[Extracted records]
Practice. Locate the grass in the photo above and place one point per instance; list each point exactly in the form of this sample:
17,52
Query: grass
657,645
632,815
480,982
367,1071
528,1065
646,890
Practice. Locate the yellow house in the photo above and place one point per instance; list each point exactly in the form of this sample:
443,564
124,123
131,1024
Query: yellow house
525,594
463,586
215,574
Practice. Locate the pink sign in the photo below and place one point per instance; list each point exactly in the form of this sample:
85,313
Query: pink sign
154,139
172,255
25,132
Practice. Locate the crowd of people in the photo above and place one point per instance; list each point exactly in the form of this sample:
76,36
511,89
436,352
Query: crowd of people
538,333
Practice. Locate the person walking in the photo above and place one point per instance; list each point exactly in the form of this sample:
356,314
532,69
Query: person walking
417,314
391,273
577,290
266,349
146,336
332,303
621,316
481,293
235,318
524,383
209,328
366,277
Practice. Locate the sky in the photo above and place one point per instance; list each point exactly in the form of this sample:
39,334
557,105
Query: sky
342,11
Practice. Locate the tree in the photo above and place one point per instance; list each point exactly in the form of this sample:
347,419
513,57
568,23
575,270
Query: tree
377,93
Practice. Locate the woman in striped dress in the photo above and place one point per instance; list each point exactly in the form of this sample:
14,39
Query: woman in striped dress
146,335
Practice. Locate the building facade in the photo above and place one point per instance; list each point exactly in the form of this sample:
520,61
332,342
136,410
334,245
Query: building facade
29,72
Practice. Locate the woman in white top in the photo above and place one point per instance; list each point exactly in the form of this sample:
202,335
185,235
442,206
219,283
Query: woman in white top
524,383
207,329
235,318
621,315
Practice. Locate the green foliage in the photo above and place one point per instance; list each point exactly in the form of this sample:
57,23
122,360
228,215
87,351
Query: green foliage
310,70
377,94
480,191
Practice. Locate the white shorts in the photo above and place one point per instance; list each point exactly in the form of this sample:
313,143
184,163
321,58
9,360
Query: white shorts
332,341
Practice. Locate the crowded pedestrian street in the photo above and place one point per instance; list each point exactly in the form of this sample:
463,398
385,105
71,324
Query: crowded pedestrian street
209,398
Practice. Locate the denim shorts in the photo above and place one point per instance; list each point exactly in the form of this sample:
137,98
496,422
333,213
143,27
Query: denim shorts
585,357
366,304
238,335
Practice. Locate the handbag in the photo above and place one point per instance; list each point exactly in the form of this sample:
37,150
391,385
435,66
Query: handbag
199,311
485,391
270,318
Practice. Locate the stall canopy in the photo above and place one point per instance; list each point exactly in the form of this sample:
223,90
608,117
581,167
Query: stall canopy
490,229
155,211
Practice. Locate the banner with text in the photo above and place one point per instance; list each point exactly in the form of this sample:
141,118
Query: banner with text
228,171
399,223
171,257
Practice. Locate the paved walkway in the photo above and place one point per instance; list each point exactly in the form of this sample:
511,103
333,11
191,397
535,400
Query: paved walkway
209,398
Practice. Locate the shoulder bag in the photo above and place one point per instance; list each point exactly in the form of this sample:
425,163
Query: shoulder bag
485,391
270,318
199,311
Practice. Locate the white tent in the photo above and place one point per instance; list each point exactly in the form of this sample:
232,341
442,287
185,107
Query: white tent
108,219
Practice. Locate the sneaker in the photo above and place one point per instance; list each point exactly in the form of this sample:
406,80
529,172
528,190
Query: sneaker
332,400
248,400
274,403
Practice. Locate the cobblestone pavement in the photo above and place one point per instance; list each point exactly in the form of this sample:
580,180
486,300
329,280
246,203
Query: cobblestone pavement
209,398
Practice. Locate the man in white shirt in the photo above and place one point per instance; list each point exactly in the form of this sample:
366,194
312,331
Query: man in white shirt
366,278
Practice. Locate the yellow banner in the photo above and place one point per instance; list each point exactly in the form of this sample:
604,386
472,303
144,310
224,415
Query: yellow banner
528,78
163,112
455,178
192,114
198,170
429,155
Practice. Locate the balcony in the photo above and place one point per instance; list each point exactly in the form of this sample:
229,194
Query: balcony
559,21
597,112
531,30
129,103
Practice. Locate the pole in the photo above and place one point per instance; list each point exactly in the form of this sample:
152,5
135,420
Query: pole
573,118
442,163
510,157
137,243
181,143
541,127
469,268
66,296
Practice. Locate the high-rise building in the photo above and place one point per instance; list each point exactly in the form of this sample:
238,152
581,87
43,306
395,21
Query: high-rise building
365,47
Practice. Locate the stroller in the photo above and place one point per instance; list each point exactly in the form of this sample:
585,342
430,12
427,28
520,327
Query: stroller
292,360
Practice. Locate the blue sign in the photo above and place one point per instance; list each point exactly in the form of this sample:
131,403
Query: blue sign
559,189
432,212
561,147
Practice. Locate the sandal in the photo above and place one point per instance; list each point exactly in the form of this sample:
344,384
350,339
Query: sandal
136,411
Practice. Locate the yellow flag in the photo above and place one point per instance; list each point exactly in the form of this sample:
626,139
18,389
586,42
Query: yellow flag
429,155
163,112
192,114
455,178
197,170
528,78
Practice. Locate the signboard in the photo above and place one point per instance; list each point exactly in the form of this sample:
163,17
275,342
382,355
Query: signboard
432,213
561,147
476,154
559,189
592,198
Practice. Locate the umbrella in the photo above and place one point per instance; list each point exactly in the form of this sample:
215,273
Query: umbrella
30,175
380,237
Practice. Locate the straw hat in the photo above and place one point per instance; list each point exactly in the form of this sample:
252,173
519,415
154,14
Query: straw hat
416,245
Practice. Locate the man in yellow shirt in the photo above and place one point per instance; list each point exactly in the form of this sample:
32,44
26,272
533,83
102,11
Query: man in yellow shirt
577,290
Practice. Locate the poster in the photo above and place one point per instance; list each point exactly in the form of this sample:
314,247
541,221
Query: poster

▶ [Task description]:
Exactness is what counts here: write out every record again.

▶ [Your solution]:
Practice. Locate the grass in the photo above and place one point per instance; list each point exactly in the form of this sample:
17,52
Query: grass
657,645
632,815
480,982
367,1071
528,1065
646,890
Practice. Locate the yellow house in the photo above and place one point per instance; list each point exactly in the form of this sample:
443,564
124,123
131,1024
Query: yellow house
525,594
463,586
215,574
Practice. Locate the pink sign in the photo below and place one point per instance; list each point exactly in the form of this sample:
85,313
Query: pink sign
154,139
172,255
25,132
Practice. Locate the crowd of people in the photo above and place one point per instance; list each point exactly in the form of this sample:
76,36
511,89
436,352
Query: crowd of people
538,333
Practice. Locate the person walking in the photo above and place one point per instance; list each point exactly in the form of this sample:
356,314
532,69
Query: person walking
417,314
391,273
577,290
266,349
146,336
332,303
621,316
481,293
235,318
524,383
209,328
366,277
Practice. Locate the sky in the photo above and place one point per instance; list each point exactly in the form of this sample:
39,334
557,105
Query: sky
342,11
Practice. Locate the tree in the photo above and place one point per instance; list each point exactly in the form of this sample:
347,419
513,57
568,23
575,270
Query: tree
377,93
Practice. Locate the woman in striped dress in the photo above and place one point per instance; list each point exactly in the form of this sample:
14,39
Query: woman in striped dress
146,335
Practice. Locate the building facade in the photo above and place one point per instance; list each point exactly in the form of this sample:
520,61
332,342
136,410
334,245
Query: building facade
29,72
Practice. Locate the woman in white top in the photo above and place one point per instance; list each point exactly in the form of this sample:
202,335
185,235
442,206
219,283
Query: woman in white top
524,383
207,329
235,318
621,315
Practice. Locate the green foliage in the photo above and place one point per instance; list each point exactly in the form of this sample:
57,23
122,360
228,215
87,351
Query: green foliage
310,70
377,94
480,191
Practice. Locate the white shorts in the photo above and place one point per instance; list each point exactly in the form of this sample:
313,143
184,163
321,58
9,360
Query: white shorts
332,341
Practice. Locate the crowded pedestrian street in the photo above and place one point per instance; list each point exactly in the form of this sample:
463,398
385,105
71,324
Query: crowded pedestrian street
209,398
Practice. Locate the denim shorts in the photo above and place one point per instance; list each point exactly in the form of this sample:
137,98
496,422
333,213
143,27
Query: denim shorts
585,357
366,304
238,335
Practice. Locate the handbag in the photo above and place one point per instance; list each point exactly in the form of this sample:
37,150
391,385
435,66
Query: handbag
199,311
485,391
270,318
Practice. Locate the stall canopy in the photo above and place one point per instance; list each point exactly in the form of this sample:
223,90
608,117
581,167
Query: stall canopy
490,229
155,211
Practice. Locate the banner with text in the photo above and place one point per instance; list each point exactly in the form of this sample:
141,118
Query: banner with text
228,171
399,223
171,257
Practice. Locate the paved walkway in the photo above and place one point per instance; list each point exactly in the form of this sample:
511,103
333,11
191,397
535,400
Query: paved walkway
209,398
Practice. Locate the shoulder bag in the photo above and place one point per instance; list each point exactly in the form of this sample:
425,163
Query: shoulder bag
485,391
270,318
199,311
Practice. Locate the white tent in the photo above and place one point per instance; list each point exactly in the form of this sample:
232,341
442,287
185,107
Query: white tent
108,219
Practice. Locate the sneaker in the photo above and place one point per instance; list each point exactly in the form of this sample:
406,80
529,172
528,190
Query: sneaker
332,400
248,400
274,403
Practice. Locate the cobblestone pavement in the photo above and place one point per instance; list each point exactly in the form of this sample:
580,180
486,300
329,280
246,203
Query: cobblestone pavement
209,398
Practice. Locate the man in white shirt in the photo above and place one point per instance; list each point exactly in the form of this sample:
366,194
312,331
Query: man in white shirt
366,278
Practice. Locate the yellow banner in the photo above and place one point per instance; list each point exactly in the form of this sample:
604,386
472,303
144,310
224,415
Query: yellow banner
528,78
163,112
455,178
192,114
198,170
429,155
Practice. Locate the balcony in the photo above and place one point per instance; list each point exactly in the form of this sample:
229,194
Query: balcony
559,21
597,112
531,30
129,103
Practice. Locate the pole in the photo above and place one point per instance; list each point exactly in the form of this sample:
152,5
135,420
Query: pole
573,118
442,163
510,157
137,243
181,143
541,127
469,268
66,296
Practice. Locate the high-rise building in the photo above and place one point per instance; list each point exactly in the form of this sample:
238,152
581,87
43,306
395,21
Query: high-rise building
365,47
Practice. Locate the stroller in the photo above and place one point per instance; list each point exactly in the form of this sample:
585,342
430,12
427,28
520,327
Query: stroller
292,360
Practice. Locate the blue sign in the photo above and place one point per instance; list each point exactly in the form of this sample:
131,403
Query: blue sign
559,189
432,212
561,147
Practice. Locate the sandal in the photo above and place one point per instance; list each point exactly in the form of this sample:
344,384
350,339
Query: sandal
136,411
Practice. Locate the yellow flag in the photo above and place one point per instance; list each point exactly in the form of this sample:
626,139
18,389
586,42
Query: yellow flag
429,155
163,112
192,114
455,178
197,170
528,78
Practice. Locate the signboard in the photo above and place one point per instance; list each point exactly in the form of this sample:
163,17
275,342
382,355
Query: signboard
432,213
561,147
476,154
559,189
592,198
Practice. Locate the umbrella in the photo above and place one point per instance; list each point exactly in the form of this sample:
215,273
Query: umbrella
30,175
380,237
Practice. Locate the straw hat in the photo above and place one point per instance; list each point exactly in the form of this sample:
252,173
519,415
154,14
Query: straw hat
416,245
Practice. Locate the man in yellow shirt in the photo above and place one point per instance; list each point exactly in the form of this sample:
32,44
26,272
533,83
102,11
Query: man in yellow shirt
577,290
Practice. Locate the poster in the photo above and place one point per instance; list each point exactly in the form of this sample:
314,247
541,221
Query: poster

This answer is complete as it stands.